Problem>
Substitute "headphones" for "headset" wherever it occurs in the rows, and reproduce them otherwise unchanged. Leave the pictures out of your answer.

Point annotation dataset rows
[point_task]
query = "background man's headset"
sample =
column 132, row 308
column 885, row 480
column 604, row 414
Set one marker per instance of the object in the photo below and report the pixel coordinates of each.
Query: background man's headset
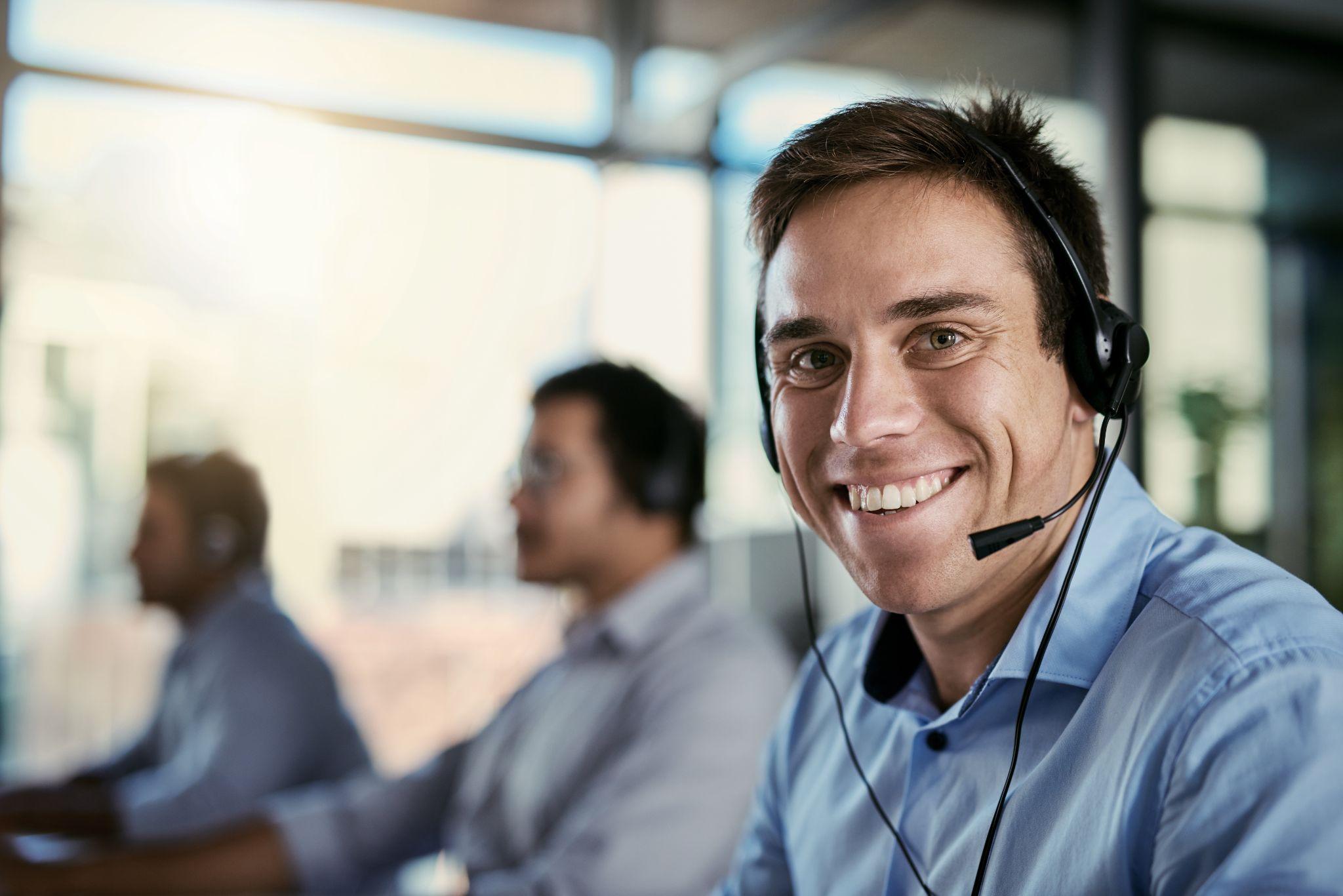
column 1104, row 351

Result below>
[point_task]
query = "background man's headphones"
sample =
column 132, row 308
column 885, row 480
column 604, row 414
Set one marker per instance of the object in the photo below and report the pixel coordinates of each.
Query: background man's headphones
column 1104, row 351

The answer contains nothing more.